Saved data entries
[Start of section]
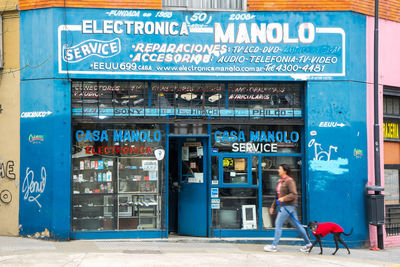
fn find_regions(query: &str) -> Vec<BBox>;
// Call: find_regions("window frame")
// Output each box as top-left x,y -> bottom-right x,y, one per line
162,0 -> 247,11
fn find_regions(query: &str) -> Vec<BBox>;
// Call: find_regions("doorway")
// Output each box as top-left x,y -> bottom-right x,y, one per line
168,137 -> 208,237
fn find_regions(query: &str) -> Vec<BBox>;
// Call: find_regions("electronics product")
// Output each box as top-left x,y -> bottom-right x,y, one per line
242,205 -> 257,230
219,209 -> 240,229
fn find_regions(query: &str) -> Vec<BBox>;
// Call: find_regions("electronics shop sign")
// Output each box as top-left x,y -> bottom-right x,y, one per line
76,129 -> 161,155
214,130 -> 299,153
58,10 -> 345,78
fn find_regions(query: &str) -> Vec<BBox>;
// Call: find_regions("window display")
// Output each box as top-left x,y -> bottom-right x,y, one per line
261,156 -> 302,229
71,80 -> 305,236
72,155 -> 116,231
212,125 -> 301,153
72,123 -> 165,232
118,157 -> 160,230
212,188 -> 259,230
72,80 -> 302,120
222,157 -> 248,184
211,124 -> 302,231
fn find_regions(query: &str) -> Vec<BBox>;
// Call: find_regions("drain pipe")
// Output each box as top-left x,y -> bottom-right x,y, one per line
373,0 -> 384,250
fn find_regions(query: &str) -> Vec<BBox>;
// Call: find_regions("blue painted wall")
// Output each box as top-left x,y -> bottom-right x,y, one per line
303,13 -> 368,247
19,8 -> 368,243
305,81 -> 368,247
20,9 -> 364,82
20,79 -> 71,240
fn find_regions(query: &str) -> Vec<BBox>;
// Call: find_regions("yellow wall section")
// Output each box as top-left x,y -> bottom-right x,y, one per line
0,0 -> 18,11
0,10 -> 20,236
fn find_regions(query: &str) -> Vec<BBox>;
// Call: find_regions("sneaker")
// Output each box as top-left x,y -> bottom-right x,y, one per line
300,243 -> 312,252
264,245 -> 278,252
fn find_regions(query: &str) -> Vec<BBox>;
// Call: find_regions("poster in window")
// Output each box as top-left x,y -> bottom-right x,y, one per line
182,146 -> 189,161
142,160 -> 158,171
149,171 -> 158,181
235,158 -> 246,171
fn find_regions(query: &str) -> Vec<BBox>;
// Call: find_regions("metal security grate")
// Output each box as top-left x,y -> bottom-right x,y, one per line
385,204 -> 400,236
162,0 -> 244,10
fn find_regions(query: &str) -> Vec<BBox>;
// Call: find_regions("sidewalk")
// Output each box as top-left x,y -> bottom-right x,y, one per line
0,236 -> 399,267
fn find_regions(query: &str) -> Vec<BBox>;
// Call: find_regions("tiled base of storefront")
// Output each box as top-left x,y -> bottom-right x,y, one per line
74,236 -> 304,245
70,235 -> 367,248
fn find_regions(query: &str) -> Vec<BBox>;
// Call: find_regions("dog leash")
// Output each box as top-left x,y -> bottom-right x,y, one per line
276,199 -> 311,239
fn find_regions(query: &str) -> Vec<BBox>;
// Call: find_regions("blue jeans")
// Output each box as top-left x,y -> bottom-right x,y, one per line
272,205 -> 311,246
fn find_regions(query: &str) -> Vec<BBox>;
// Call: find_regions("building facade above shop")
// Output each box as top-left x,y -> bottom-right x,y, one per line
18,0 -> 400,23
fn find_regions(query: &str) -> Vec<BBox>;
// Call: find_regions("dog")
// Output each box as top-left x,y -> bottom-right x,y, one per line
307,221 -> 353,255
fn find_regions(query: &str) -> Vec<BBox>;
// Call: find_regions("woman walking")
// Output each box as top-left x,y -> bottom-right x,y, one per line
264,164 -> 312,252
[End of section]
Return all the records exactly, excluding images.

fn find_regions(query: &str) -> Vec<BBox>;
// Call: find_regions("window frame")
// Output each box as top-left x,y -> bottom-right x,y, one per line
162,0 -> 247,11
fn find_regions(query: &str) -> Vec<BBox>;
// Call: find_regions("doorway")
// Output each box as top-left x,y -> bottom-right x,y, one per line
168,137 -> 208,237
fn find_regions(query: &str) -> Vec<BBox>;
// Call: find_regions("electronics product")
// Output each box as top-left x,y -> bottom-right x,y, one per line
242,205 -> 257,230
219,209 -> 240,229
fn find_regions(query: &str) -> Vec<BBox>;
// Call: find_regions("electronics shop sign")
// Output each box as top-left x,y -> bottom-right x,y, one per line
76,129 -> 161,155
214,130 -> 299,153
58,10 -> 345,78
fn find_regions(query: &str) -> Vec<BBox>;
// Call: find_regions("window display")
// Output each box as top-left x,y -> bottom-right x,y, one per line
261,156 -> 302,229
71,80 -> 305,236
72,155 -> 116,231
212,125 -> 301,153
72,123 -> 165,232
118,157 -> 160,230
212,188 -> 259,230
72,80 -> 302,120
222,157 -> 248,184
211,124 -> 302,231
fn find_regions(query: &str) -> Vec<BBox>;
// Call: find_regions("drain pipe")
// Output each box as top-left x,y -> bottom-right x,y, one per line
373,0 -> 384,250
fn find_regions(query: &str) -> Vec<BBox>;
// Call: find_regions("blue painted wall")
// Output each box as top-left x,y -> bottom-right x,y, one per line
303,13 -> 368,247
19,8 -> 368,243
305,81 -> 368,247
20,9 -> 364,82
20,79 -> 71,240
fn find_regions(query: &str) -> Vec<BBox>;
// Call: find_regions("yellow wall section")
// Output each box as top-left x,y -> bottom-right x,y, one per line
0,0 -> 18,11
0,10 -> 20,236
fn find_regions(query: &str) -> Vec<BBox>;
// Call: find_regions("sneaker")
// Output each box as top-left x,y -> bottom-right x,y, one per line
300,243 -> 312,252
264,245 -> 278,252
fn find_regions(query: &str) -> Vec<BBox>;
// Call: find_regions("poster in window")
// Output each box as top-left x,y -> bottom-right x,y, one per line
182,146 -> 189,161
142,160 -> 158,171
149,171 -> 158,181
235,158 -> 246,171
fn find_regions(query: &str) -> Vec<BBox>;
// Call: find_regions("metal security grate")
// Output each box as top-left x,y -> bottom-right x,y, one per line
385,204 -> 400,236
162,0 -> 244,10
fn find_regions(query: &str) -> Vec<BBox>;
// Call: find_regions("sidewalk")
// Output each box as top-left x,y -> bottom-right x,y, one per line
0,236 -> 399,267
fn find_regions(query: &str) -> Vec<BBox>;
// Call: find_regions("tiled base of storefront")
// Output each box as top-left x,y -> bottom-right x,y, one per line
74,236 -> 304,245
70,235 -> 367,248
fn find_regions(query: &str) -> Vec<BBox>;
// Call: find_regions("dog leash")
// Output each box as top-left x,y -> bottom-right x,y, one per line
276,199 -> 311,239
fn find_regions(query: &str) -> Vec<BBox>;
// Call: find_regions("blue jeans")
// Output each box as top-left x,y -> bottom-right x,y, one per line
272,205 -> 311,246
fn find_regions(query: &str) -> Vec<BBox>;
// Call: find_regions("building facade above shop")
// Output each box as top-left x,y -> bottom-right x,y, one per line
18,0 -> 400,23
fn find_regions(query: &str) -> Vec<BBox>;
// Call: find_regions("dog")
// Output each box as top-left x,y -> bottom-right x,y, one per line
307,221 -> 353,255
fn find_regions(query: &str) -> Vec<BBox>;
// Call: find_regions("woman walking")
// Output each box as top-left x,y -> bottom-right x,y, one per line
264,164 -> 312,252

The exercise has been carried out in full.